***** KUTIPAN SUMBER
Selasa 02 Apr 2013 14:27 WIB

Penghapusan Pemilukada Langsung Hemat Rp 20 Triliun

Rep: Erik Purnama Putra/ Red: Djibril Muhammad
Juru Bicara Kementerian Dalam Negeri Reydonnyzar Moenek
Foto: depdagri.go.id
Juru Bicara Kementerian Dalam Negeri Reydonnyzar Moenek

REPUBLIKA.CO.ID, JAKARTA — Kasus kerusuhan pascarekapitulasi Pemilihan Wali Kota (Pilwakot) Palopo mengundang keprihatinan Kementerian Dalam Negeri (Kemendagri). Setelah dikaji ulang pelaksanaan pemilukada langsung sejak 2005, ternyata lebih banyak ekses negatif daripada positifnya.
**********
SOAL LATIHAN.
1. Jawab pertanyaan berikut berdasarkan berita tentang pemilukada langsung di atas.
(a) Berapa penghematan yang disebut dalam judul berita?
(b) Siapa nama Juru Bicara Kementerian Dalam Negeri yang disebut?
(c) Sejak tahun berapa pelaksanaan pemilukada langsung dikaji ulang?
2. Salin ulang dengan tepat bagian berita tentang pemilukada langsung di atas, mulai dari "REPUBLIKA.CO.ID, JAKARTA —" dan terus sampai "negatif daripada positifnya.".
3. Tolong tulis lanjutan berita tentang pemilukada langsung di atas, dimulai sesudah kalimat terakhirnya.
***** DATA TERSIMPAN
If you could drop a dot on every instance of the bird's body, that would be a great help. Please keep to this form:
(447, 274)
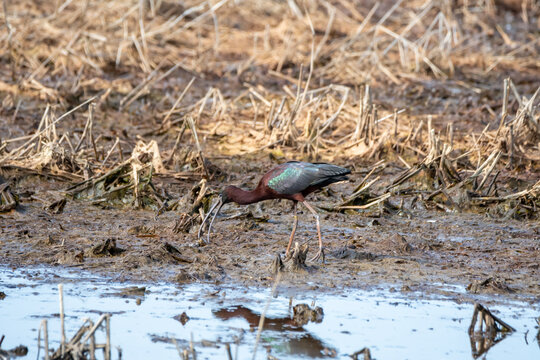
**********
JAWABAN LATIHAN.
1.
(a) Rp 20 triliun
(b) Reydonnyzar Moenek
(c) 2005

2.
REPUBLIKA.CO.ID, JAKARTA — Kasus kerusuhan pascarekapitulasi Pemilihan Wali Kota (Pilwakot) Palopo mengundang keprihatinan Kementerian Dalam Negeri (Kemendagri). Setelah dikaji ulang pelaksanaan pemilukada langsung sejak 2005, ternyata lebih banyak ekses negatif daripada positifnya.

3.
Staf Ahli Mendagri, Reydonnyzar Moenek mengatakan, pemilukada langsung telah menciptakan konflik sosial. Kehidupan masyarakat yang dulunya damai, sekarang terpecah menjadi beberapa kubu, karena terlibat dukung-mendukung calon kepala daerah.

 

Belum lagi, pelaksanaan pemilukada langsung yang menghabiskan dana puluhan triliun rupiah, yang seharusnya alokasi itu bisa digunakan untuk program pembangunan.

Terbukti, jumlah korban akibat kerusuhan pemilukada mencapai 50 orang, dan kerugian akibat pembakaran fasilitas umum jumlahnya cukup besar.

 

Melihat kenyataan itu, Reydonnyzar berharap DPR menyetujui agar pemilukada kabupaten/ kota tidak lagi dipilih langsung, melainkan cukup lewat DPRD. Selain bisa melokalisasi kemarahan publik yang tidak puas terhadap kinerja penyelenggara pemilu, sambungnya, manfaat lainnya juga terjadi penghematan sangat besar.

 

"Dari APBN yang kita hitung, apabila 524 kabupaten/ kota dan provinsi dipilih DPRD, terjadi penghematan anggaran sebesar Rp 20 triliun," katanya, Selasa (2/4).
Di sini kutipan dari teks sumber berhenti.